▸ **DATA TO PROCESS**:
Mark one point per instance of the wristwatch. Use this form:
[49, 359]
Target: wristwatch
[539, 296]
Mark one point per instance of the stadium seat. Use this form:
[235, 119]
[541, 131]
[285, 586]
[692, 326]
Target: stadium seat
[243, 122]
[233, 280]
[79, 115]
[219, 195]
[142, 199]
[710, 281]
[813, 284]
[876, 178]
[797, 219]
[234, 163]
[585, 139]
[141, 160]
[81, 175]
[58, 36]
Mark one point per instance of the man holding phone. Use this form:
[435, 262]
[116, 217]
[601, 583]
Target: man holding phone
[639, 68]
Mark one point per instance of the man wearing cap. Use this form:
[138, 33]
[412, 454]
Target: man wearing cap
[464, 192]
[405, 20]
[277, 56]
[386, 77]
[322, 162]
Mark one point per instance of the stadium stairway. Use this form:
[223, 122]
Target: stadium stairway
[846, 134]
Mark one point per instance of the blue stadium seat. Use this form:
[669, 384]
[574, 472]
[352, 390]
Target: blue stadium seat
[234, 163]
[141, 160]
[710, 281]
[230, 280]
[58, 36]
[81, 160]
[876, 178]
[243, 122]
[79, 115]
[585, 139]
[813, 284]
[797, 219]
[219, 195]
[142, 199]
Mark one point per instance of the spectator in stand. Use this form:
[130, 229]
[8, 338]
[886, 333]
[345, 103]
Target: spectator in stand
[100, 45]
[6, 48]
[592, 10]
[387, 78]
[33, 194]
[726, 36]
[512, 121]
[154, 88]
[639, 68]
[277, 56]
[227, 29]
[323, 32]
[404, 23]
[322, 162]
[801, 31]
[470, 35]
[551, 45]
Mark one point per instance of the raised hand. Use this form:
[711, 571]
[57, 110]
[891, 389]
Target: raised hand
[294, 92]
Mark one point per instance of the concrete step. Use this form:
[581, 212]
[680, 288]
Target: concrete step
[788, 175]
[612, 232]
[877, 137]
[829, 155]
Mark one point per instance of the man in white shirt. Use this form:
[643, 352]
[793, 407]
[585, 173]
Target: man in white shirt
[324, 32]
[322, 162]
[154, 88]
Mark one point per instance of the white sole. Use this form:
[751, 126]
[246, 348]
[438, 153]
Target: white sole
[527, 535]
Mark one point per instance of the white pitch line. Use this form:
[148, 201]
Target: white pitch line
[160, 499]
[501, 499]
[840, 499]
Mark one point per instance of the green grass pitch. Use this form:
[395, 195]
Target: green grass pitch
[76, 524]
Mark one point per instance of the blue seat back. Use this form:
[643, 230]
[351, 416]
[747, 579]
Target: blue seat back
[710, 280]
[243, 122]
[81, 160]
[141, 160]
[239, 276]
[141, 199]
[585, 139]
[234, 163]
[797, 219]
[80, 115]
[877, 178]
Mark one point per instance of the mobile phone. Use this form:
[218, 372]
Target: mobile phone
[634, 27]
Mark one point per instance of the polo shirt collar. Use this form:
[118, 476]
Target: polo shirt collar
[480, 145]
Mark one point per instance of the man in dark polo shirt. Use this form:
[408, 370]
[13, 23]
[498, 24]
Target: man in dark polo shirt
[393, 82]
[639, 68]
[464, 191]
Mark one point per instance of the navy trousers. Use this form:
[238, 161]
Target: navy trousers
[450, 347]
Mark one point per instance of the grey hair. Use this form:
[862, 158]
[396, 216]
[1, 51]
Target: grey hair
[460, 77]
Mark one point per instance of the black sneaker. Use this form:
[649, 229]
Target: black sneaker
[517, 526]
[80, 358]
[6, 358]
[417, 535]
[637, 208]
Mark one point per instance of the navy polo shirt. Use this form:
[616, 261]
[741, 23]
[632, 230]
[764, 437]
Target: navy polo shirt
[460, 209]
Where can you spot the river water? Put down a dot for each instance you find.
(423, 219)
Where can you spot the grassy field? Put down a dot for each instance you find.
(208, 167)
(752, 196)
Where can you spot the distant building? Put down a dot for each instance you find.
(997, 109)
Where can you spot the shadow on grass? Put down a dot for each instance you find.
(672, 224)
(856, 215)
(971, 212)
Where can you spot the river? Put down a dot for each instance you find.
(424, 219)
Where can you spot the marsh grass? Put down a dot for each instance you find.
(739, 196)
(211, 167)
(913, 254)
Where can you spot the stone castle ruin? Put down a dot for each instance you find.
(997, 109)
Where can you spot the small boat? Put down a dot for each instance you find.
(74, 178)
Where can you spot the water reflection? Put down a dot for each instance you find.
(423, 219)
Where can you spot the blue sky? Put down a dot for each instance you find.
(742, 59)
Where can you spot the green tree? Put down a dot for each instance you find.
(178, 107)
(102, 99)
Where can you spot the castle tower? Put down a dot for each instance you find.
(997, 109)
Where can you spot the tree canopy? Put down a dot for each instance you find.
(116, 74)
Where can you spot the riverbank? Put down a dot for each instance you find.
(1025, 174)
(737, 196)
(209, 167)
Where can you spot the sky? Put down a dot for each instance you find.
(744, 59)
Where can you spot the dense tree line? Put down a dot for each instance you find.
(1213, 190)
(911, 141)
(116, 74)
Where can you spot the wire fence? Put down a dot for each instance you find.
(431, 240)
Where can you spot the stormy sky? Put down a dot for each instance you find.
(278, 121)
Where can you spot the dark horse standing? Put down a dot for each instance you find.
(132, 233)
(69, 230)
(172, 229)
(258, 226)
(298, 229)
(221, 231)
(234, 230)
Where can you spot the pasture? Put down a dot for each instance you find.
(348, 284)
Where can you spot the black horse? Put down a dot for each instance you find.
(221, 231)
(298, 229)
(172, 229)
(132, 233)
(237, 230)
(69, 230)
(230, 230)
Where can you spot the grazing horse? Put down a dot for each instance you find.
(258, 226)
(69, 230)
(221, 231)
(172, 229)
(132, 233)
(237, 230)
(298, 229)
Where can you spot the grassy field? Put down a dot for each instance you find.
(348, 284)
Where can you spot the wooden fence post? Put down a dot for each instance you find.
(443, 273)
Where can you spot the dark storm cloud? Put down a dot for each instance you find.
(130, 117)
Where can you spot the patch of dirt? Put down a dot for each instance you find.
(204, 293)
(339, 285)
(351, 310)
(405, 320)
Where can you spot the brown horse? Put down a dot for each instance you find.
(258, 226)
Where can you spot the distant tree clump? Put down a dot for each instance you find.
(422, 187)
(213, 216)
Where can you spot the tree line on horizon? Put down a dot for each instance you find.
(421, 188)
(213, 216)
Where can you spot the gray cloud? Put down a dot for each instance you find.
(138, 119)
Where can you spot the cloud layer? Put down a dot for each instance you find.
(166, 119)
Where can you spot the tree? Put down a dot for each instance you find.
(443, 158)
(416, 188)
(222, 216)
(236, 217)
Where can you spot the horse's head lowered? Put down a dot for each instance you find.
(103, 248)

▸ **THE PROBLEM**: Could you set down exactly the lines from the one containing "Where can you spot the gray" through the last line of the records above, both included?

▸ **SOLUTION FOR THIS EXERCISE**:
Where can you spot the gray cloud? Put down a dot for each instance you find.
(138, 119)
Where can you spot the cloud layer? Put down a dot for each instance you find.
(166, 119)
Where can you spot the tree? Put down a dot for each instance you find.
(443, 158)
(416, 188)
(222, 216)
(236, 217)
Where can you spot the horse's head lowered? Put down a dot for each instance you find.
(103, 248)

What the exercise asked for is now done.